Records from a dataset
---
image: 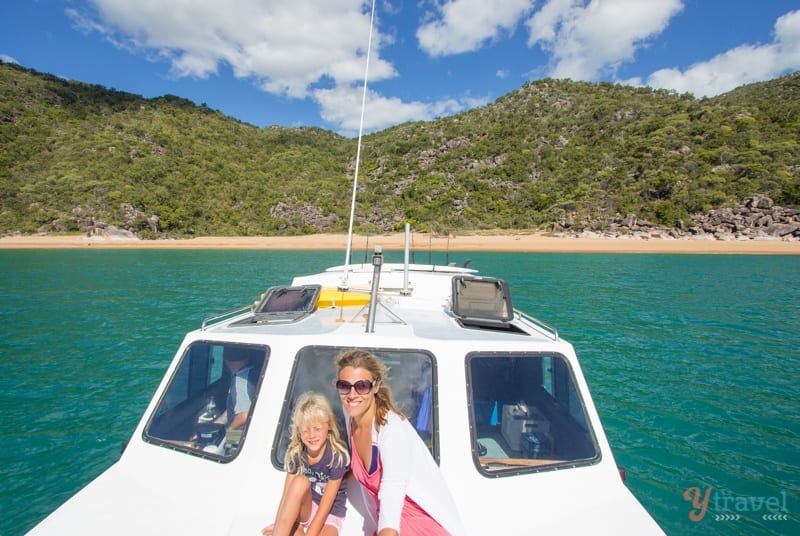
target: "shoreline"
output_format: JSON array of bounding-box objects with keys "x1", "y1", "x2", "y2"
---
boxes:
[{"x1": 0, "y1": 233, "x2": 800, "y2": 255}]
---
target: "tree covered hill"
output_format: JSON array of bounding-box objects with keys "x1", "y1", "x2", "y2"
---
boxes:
[{"x1": 0, "y1": 63, "x2": 800, "y2": 238}]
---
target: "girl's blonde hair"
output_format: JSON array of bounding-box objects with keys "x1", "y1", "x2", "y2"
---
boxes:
[
  {"x1": 336, "y1": 350, "x2": 406, "y2": 426},
  {"x1": 283, "y1": 392, "x2": 350, "y2": 475}
]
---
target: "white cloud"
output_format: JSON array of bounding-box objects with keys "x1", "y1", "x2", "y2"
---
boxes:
[
  {"x1": 314, "y1": 85, "x2": 476, "y2": 136},
  {"x1": 647, "y1": 11, "x2": 800, "y2": 97},
  {"x1": 79, "y1": 0, "x2": 396, "y2": 98},
  {"x1": 525, "y1": 0, "x2": 683, "y2": 80},
  {"x1": 417, "y1": 0, "x2": 533, "y2": 56},
  {"x1": 73, "y1": 0, "x2": 422, "y2": 129}
]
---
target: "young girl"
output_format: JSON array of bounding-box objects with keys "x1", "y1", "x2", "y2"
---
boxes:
[{"x1": 261, "y1": 393, "x2": 350, "y2": 536}]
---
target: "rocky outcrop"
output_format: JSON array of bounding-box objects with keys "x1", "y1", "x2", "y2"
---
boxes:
[{"x1": 553, "y1": 195, "x2": 800, "y2": 241}]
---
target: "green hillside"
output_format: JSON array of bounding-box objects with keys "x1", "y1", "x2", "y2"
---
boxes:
[{"x1": 0, "y1": 64, "x2": 800, "y2": 238}]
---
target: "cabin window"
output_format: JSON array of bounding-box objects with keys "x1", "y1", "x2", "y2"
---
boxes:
[
  {"x1": 144, "y1": 342, "x2": 269, "y2": 461},
  {"x1": 272, "y1": 346, "x2": 439, "y2": 470},
  {"x1": 467, "y1": 353, "x2": 599, "y2": 477}
]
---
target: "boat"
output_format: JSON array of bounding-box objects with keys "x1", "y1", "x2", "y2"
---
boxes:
[
  {"x1": 30, "y1": 228, "x2": 663, "y2": 536},
  {"x1": 28, "y1": 2, "x2": 663, "y2": 536}
]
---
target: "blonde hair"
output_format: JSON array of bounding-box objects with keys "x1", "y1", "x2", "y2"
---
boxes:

▸ **Do this**
Return every line above that contains the word "target".

▸ **Answer to the problem**
target: "shoreline"
target: "tree covered hill"
target: "girl's blonde hair"
target: "white cloud"
target: "young girl"
target: "rocky outcrop"
target: "green hillside"
target: "cabin window"
target: "boat"
target: "blonde hair"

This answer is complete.